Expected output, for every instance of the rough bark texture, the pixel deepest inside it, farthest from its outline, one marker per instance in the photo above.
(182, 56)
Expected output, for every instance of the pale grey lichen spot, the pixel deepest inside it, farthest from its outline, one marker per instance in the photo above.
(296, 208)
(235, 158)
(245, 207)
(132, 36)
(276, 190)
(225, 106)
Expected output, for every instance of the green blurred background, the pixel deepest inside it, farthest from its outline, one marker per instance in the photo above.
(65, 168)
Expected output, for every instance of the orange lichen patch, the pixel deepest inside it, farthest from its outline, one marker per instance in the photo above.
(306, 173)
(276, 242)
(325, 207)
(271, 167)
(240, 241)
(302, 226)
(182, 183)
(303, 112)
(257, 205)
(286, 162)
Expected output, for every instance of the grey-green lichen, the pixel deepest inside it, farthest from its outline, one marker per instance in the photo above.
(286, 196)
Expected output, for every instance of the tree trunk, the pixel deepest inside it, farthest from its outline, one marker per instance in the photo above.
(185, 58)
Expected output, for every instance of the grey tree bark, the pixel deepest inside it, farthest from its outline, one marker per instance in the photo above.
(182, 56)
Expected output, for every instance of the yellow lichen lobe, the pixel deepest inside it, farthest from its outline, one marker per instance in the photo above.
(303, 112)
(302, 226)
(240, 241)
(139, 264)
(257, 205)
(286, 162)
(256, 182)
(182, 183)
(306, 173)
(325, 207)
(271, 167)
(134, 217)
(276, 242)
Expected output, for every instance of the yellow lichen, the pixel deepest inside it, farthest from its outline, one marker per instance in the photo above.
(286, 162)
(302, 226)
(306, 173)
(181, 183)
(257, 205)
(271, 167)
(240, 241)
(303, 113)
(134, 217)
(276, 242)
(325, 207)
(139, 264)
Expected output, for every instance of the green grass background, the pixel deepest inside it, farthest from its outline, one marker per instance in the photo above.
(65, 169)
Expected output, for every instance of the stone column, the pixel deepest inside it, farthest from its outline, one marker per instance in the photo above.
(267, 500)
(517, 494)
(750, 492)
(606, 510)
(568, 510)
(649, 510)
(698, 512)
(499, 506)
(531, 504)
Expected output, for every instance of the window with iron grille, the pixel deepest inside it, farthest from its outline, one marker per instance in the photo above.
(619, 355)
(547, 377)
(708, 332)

- - - - -

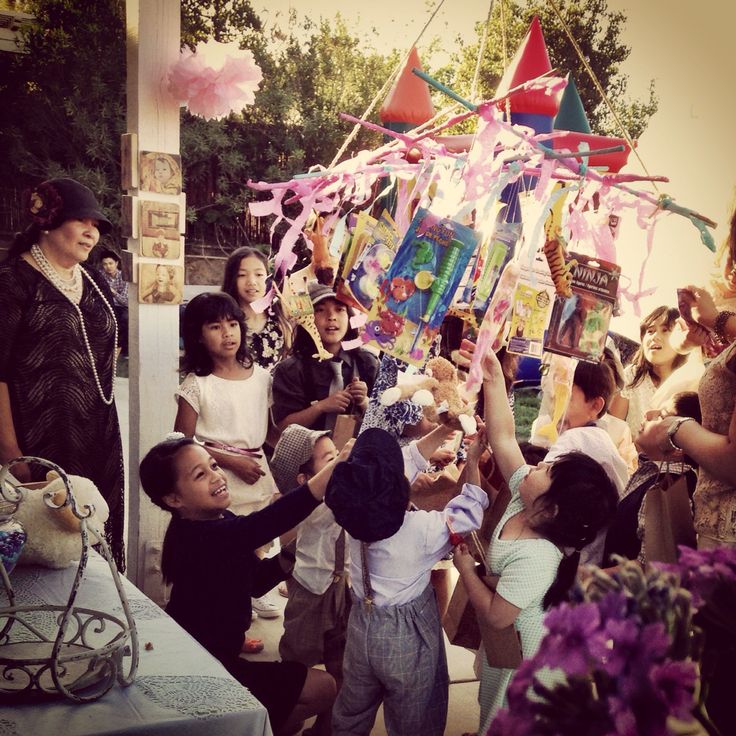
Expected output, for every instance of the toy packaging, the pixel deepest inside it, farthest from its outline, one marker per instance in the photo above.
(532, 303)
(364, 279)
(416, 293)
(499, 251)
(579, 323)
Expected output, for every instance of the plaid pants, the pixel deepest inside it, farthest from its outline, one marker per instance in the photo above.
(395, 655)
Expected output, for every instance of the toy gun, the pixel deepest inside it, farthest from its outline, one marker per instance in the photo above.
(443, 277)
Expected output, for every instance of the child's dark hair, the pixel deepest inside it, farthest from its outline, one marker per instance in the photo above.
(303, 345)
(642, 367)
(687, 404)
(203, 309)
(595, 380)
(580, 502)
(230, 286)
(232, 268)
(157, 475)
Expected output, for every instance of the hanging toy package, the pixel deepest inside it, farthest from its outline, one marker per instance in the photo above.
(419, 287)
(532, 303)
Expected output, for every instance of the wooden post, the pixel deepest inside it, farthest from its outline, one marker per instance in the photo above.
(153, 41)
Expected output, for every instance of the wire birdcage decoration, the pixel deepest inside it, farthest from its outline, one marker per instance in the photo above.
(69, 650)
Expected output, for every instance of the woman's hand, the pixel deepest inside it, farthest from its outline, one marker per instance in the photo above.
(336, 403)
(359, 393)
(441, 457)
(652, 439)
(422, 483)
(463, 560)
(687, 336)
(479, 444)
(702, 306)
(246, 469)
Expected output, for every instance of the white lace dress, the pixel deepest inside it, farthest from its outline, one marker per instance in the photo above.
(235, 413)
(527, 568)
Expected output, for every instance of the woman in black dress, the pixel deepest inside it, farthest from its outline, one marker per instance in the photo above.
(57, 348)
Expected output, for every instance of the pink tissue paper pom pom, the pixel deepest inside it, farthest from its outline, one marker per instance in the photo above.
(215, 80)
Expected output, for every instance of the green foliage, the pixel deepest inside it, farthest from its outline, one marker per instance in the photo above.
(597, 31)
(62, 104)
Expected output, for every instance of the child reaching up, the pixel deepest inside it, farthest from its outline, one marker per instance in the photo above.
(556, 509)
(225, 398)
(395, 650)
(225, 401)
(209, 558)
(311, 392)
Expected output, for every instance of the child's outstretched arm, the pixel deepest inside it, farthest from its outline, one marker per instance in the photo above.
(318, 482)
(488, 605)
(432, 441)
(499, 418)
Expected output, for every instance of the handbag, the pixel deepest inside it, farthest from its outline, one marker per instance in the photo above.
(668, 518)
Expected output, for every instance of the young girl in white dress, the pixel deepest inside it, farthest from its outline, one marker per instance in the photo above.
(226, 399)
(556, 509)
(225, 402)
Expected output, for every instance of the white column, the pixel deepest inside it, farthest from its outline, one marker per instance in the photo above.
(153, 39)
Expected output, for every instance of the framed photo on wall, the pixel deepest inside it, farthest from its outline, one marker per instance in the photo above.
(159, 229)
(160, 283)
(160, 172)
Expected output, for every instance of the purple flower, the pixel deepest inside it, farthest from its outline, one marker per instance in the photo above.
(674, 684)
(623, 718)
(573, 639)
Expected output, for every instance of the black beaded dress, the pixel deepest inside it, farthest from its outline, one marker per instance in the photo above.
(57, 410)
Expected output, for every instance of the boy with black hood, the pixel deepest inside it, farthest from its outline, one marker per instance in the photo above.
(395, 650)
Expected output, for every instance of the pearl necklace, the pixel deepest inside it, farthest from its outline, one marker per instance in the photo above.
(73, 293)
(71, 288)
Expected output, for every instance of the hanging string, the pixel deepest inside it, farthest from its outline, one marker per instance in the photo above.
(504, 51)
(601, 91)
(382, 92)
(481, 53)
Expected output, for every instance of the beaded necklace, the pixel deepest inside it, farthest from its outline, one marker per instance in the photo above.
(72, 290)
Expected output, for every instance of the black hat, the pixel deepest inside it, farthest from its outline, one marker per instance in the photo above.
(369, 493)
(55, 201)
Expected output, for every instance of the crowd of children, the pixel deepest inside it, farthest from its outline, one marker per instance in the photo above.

- - - - -

Set down, unchanged, only those lines above that fall between the line with "Expected output, for every instance of the black hat, the" and the line with "Expected output, for every instance of the crowd", the two end lines included.

Expected output, for every instance of the black hat, the pixel deepest inside it, farthest from its outline, one marker per instance in the photo above.
(369, 493)
(55, 201)
Expected output, for every instance of the crowd of children, the pixel deepest inside it, farthest from its outline, one marker per instance in the photo above.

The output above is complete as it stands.